Reproduce these lines word for word, with nothing changed.

---------- Information shown ----------

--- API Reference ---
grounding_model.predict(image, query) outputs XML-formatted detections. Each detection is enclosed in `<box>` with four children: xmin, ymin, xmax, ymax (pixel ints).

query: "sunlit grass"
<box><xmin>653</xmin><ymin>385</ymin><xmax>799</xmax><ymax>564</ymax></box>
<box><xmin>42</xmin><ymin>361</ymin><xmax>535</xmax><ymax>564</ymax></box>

----------

• _Written response_
--- API Reference ---
grounding_model.predict(image, query) outputs XML-formatted detections. Each detection is enclosed in `<box>` with four children: xmin, ymin, xmax, ymax (pixel ints).

query: "sunlit grass"
<box><xmin>653</xmin><ymin>385</ymin><xmax>799</xmax><ymax>564</ymax></box>
<box><xmin>42</xmin><ymin>361</ymin><xmax>535</xmax><ymax>564</ymax></box>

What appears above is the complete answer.